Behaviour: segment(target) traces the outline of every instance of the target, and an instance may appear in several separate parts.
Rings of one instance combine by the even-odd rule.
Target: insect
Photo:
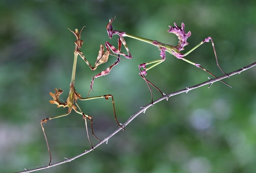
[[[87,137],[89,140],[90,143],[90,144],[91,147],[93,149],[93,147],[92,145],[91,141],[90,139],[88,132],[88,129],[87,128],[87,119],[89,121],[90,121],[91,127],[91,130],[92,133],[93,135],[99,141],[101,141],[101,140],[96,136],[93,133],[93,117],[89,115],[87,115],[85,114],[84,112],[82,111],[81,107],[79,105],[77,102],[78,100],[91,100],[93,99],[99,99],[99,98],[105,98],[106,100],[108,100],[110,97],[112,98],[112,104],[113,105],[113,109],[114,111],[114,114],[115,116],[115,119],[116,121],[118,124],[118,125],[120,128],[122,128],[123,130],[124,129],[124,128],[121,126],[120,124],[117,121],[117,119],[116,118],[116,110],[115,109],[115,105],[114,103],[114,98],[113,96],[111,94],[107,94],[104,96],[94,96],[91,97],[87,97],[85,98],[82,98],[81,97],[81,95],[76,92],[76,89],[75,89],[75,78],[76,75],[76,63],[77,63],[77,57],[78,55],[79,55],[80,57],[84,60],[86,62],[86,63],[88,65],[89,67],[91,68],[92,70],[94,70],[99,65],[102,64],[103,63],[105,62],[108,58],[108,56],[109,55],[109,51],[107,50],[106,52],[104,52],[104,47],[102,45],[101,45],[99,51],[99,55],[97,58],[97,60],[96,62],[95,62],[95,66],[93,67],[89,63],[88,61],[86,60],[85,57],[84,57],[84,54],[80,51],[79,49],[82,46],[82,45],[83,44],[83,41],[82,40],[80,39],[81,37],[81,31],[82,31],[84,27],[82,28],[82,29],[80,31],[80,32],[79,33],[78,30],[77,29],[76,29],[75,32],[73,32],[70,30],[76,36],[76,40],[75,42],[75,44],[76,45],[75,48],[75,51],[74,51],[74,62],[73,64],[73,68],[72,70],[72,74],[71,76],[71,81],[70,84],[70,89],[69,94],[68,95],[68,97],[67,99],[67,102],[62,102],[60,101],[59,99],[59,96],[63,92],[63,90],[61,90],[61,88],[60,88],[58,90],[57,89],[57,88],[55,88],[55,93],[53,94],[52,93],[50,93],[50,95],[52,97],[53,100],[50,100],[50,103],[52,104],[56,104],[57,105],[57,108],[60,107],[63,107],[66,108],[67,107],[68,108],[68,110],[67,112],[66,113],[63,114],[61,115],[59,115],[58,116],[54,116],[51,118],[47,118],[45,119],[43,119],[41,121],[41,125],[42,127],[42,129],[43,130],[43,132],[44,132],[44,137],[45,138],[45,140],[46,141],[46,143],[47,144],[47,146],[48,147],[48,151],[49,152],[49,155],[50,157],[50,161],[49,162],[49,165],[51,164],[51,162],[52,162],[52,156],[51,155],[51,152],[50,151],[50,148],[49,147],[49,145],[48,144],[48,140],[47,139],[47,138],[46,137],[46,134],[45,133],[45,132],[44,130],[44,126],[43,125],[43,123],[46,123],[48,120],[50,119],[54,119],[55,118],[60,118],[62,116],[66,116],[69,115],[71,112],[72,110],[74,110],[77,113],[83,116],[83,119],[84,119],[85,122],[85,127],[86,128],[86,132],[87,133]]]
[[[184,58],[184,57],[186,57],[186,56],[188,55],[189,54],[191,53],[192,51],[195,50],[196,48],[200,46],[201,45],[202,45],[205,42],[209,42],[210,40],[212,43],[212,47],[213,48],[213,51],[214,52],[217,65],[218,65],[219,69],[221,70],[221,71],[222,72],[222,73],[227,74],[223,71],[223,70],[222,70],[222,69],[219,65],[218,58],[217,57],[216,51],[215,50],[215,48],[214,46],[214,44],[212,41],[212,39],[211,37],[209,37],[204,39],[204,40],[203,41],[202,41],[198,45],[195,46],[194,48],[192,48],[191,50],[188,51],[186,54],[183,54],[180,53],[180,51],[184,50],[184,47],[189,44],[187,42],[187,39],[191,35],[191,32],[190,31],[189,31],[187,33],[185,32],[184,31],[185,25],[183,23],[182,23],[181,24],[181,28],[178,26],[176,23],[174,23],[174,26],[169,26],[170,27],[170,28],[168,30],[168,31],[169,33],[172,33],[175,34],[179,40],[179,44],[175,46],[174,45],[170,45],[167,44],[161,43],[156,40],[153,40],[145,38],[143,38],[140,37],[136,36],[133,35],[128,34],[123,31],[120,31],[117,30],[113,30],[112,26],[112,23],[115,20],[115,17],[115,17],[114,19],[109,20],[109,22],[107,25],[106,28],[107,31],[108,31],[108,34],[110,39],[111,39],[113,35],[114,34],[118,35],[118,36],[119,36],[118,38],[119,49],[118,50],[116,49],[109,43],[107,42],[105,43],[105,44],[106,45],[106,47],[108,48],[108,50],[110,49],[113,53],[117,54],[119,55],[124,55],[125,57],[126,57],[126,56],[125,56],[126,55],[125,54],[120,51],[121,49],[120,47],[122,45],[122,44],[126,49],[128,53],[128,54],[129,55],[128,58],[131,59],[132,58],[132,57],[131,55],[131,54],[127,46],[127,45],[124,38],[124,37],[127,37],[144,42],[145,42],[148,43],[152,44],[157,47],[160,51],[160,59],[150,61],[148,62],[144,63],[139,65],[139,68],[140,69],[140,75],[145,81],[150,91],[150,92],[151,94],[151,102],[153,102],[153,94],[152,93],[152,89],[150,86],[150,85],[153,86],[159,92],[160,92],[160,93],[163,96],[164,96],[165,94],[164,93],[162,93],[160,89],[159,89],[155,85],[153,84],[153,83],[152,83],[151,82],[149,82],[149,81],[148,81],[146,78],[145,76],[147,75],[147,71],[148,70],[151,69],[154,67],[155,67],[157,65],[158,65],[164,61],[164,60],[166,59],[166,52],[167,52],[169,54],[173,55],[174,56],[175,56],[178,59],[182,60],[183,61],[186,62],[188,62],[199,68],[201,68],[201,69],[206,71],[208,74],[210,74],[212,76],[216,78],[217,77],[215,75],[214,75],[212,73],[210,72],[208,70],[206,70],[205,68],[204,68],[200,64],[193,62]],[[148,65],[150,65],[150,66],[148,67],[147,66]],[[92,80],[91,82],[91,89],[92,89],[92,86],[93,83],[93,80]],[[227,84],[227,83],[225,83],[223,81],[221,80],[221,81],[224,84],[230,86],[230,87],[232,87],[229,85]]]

_What to produce_
Return every line of the material above that contains the string "instance". Case counts.

_Answer to the problem_
Behaviour: segment(target) traces the outline of every instance of the target, and an instance may appear in several separate parts.
Rings of one instance combine by the even-odd rule.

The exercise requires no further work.